## Your task
Starting with the line that contains "Expected: a point placed on each instance of the canal" and going on through the last line, replace "muddy" with "murky". Give back only those lines, with nothing else altered.

## Excerpted records
....

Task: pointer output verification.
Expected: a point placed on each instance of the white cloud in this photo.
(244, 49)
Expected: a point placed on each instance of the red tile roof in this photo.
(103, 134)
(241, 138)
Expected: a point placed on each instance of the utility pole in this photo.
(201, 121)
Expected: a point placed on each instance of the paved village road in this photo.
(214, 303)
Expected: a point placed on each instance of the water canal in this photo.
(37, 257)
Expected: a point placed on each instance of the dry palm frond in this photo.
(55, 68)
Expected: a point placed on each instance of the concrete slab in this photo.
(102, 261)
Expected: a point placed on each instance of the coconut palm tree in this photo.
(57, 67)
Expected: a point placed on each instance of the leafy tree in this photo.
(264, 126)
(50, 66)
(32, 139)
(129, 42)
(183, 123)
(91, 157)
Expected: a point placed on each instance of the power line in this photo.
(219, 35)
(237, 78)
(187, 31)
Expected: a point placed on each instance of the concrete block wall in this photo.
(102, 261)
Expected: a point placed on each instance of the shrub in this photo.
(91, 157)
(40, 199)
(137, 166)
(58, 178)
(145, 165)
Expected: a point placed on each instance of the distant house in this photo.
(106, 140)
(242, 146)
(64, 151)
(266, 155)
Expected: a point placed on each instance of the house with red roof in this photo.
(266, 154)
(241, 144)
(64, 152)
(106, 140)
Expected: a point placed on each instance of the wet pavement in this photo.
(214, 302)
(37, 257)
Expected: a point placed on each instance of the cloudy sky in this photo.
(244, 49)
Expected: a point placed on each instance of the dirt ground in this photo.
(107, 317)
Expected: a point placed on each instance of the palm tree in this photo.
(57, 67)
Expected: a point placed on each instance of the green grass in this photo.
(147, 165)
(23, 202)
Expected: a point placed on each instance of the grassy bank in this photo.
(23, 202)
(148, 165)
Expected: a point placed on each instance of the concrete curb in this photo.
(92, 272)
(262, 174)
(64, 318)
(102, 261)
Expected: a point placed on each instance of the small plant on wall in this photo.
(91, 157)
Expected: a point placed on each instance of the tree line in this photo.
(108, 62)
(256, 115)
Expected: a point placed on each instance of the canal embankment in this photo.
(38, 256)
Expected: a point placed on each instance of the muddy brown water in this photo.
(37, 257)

....

## Expected answer
Expected: a point placed on each instance of the canal embankment in this photo.
(38, 256)
Expected: a point placed on each instance of the murky brown water in this photo.
(37, 257)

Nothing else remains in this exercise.